-- Goal --
Restate the full set of records exactly, without adding or dropping a word.

(Excerpts of location labeling data)
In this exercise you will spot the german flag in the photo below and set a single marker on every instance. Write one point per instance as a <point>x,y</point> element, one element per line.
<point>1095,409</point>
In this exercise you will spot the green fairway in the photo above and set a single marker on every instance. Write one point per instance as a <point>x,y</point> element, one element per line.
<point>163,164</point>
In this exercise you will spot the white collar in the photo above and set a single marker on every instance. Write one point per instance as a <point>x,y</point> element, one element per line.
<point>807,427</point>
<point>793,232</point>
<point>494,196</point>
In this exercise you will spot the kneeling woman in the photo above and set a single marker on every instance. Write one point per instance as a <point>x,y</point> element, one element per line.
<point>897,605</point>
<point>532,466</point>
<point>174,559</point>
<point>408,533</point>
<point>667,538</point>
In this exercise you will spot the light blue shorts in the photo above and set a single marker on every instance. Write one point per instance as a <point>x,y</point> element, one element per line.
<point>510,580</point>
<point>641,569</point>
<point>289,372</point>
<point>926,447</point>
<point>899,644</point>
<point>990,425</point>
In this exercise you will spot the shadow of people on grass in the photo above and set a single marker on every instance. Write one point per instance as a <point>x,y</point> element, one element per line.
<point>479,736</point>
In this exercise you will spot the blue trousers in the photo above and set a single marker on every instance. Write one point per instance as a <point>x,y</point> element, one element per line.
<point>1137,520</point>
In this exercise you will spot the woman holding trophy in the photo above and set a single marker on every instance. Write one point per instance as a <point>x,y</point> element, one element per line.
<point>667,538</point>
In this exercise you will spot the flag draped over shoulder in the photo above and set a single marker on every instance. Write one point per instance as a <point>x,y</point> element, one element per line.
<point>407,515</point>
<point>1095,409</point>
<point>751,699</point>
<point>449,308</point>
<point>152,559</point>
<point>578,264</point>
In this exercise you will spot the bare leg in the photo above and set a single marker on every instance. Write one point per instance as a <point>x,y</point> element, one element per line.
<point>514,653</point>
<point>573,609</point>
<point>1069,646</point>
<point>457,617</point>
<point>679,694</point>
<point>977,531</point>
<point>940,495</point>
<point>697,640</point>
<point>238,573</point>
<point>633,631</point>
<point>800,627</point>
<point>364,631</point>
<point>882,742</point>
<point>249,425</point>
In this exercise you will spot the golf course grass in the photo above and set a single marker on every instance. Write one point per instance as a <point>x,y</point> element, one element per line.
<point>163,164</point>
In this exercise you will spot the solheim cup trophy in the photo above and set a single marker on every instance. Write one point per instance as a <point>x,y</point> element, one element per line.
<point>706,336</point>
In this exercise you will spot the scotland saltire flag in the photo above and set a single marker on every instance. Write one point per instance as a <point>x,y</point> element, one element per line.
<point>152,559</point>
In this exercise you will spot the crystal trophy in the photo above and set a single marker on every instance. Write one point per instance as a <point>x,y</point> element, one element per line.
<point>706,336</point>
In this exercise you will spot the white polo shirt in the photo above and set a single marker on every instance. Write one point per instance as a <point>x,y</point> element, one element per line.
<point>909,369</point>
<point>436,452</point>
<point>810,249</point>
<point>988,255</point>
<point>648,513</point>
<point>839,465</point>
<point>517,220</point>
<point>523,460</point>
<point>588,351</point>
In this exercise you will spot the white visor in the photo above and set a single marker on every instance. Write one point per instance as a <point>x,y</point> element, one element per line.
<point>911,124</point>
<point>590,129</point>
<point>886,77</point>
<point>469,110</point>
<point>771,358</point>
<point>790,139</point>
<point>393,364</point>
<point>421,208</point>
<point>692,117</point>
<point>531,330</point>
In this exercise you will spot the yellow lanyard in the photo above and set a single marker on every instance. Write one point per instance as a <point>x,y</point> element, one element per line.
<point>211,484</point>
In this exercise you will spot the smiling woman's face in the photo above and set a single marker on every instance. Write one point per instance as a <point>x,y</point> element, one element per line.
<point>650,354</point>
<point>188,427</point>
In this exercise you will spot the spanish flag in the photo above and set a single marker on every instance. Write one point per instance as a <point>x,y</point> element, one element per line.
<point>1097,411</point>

-- Exercise answer --
In this exercise you will spot the german flag in the photo below and set a single marker on every instance. Write one point per instance as a <point>x,y</point> element, one element per line.
<point>1095,409</point>
In this exercise you will spot the green fairway in the photo above and set a single marker on every instance. Write one point per instance as a <point>x,y</point> element, one element per line.
<point>163,164</point>
In this exercise you will spot the white collar in the photo above and set a single marker on every instance. Write one point per instance as a <point>x,y</point> element, one element per line.
<point>807,427</point>
<point>793,232</point>
<point>494,196</point>
In this exercise you will spot the kneeling woman in the photo above and set a single marker on every instance. Write one point per instance as a <point>x,y</point> element, one element per line.
<point>897,605</point>
<point>532,466</point>
<point>174,559</point>
<point>408,533</point>
<point>667,538</point>
In this exercise you will spot the light blue shorts in the photo above and set a single marker on every instance. Write one point per instance as a <point>x,y</point> element, one element per line.
<point>510,580</point>
<point>641,569</point>
<point>289,372</point>
<point>926,447</point>
<point>899,644</point>
<point>990,425</point>
In this exercise you will spot the shadow of people on grass in the photo above and set a single marker on every instance. Write one point per instance as a <point>x,y</point> element, one element per line.
<point>479,736</point>
In this exercise you will spot the blue trousers in the photo above and set a single marker on every instance. Write one point per instance as a <point>x,y</point> element, one element per line.
<point>1137,520</point>
In this exercise you will spot the woman holding trophy in the photo above and set a single marker on every instance. Write one point per instance as a <point>x,y</point> element, one element per line.
<point>667,538</point>
In this exercise you will spot the flag draped over shoulder in the photo above and set a single marker on every instance. Write one point per instance as a <point>x,y</point> element, one element per line.
<point>407,515</point>
<point>1095,409</point>
<point>751,699</point>
<point>449,308</point>
<point>152,559</point>
<point>578,264</point>
In this exercise you will spot the bare leg in the photo above and set a single marker on every instance. Write one point per instance as a <point>x,y</point> element, one element per line.
<point>514,653</point>
<point>573,609</point>
<point>1069,646</point>
<point>457,617</point>
<point>679,694</point>
<point>977,531</point>
<point>940,495</point>
<point>697,640</point>
<point>238,573</point>
<point>633,631</point>
<point>800,627</point>
<point>364,631</point>
<point>882,742</point>
<point>249,425</point>
In this exercise you will spot the golf course grass in the photo above and set a single marker on every instance. Write one point per instance as a <point>x,y</point> element, one element per line.
<point>163,164</point>
In this exercise you will spot the solheim cup trophy in the photo above and set a single marker on every instance. Write one point per instance as a <point>x,y</point> element, one element per line.
<point>706,336</point>
In this exercise you will spot the scotland saltire flag in the photo above and set a single marker on every instance. Write one point per instance as a <point>x,y</point> element, one element per line.
<point>152,559</point>
In this exercise you will spot the crystal trophy in the photo above and set a single marker on every instance. Write one point per instance as a <point>x,y</point> element, one element per line.
<point>706,336</point>
In this exercise you will spot the white polo shirt in the photo above and set a single marker on every instance. Write one point per instance as a <point>x,y</point> element, one element per line.
<point>909,369</point>
<point>436,452</point>
<point>810,249</point>
<point>988,255</point>
<point>648,513</point>
<point>839,465</point>
<point>517,220</point>
<point>523,460</point>
<point>588,351</point>
In this exercise you will spot the white visor in the photo above and set a single marker on every instance. Write one point per instance as a <point>x,y</point> element, one element per line.
<point>911,124</point>
<point>590,129</point>
<point>886,77</point>
<point>469,110</point>
<point>771,358</point>
<point>790,139</point>
<point>393,364</point>
<point>421,208</point>
<point>692,117</point>
<point>531,330</point>
In this exercise you will spot the yellow lanyard in the photo above and set a single marker on every instance. Write one point per instance as a <point>x,y</point> element, one element per line.
<point>211,484</point>
In this exercise you will spot the smiling woman's face in the photo above and set a single marker on every instance. Write one point per instance as a <point>x,y</point> element, one element per line.
<point>650,354</point>
<point>188,427</point>
In this exercise you will spot the spanish flag in the photo above and set a single marker on every instance. Write one point per instance as a <point>x,y</point> element, one element per line.
<point>1097,411</point>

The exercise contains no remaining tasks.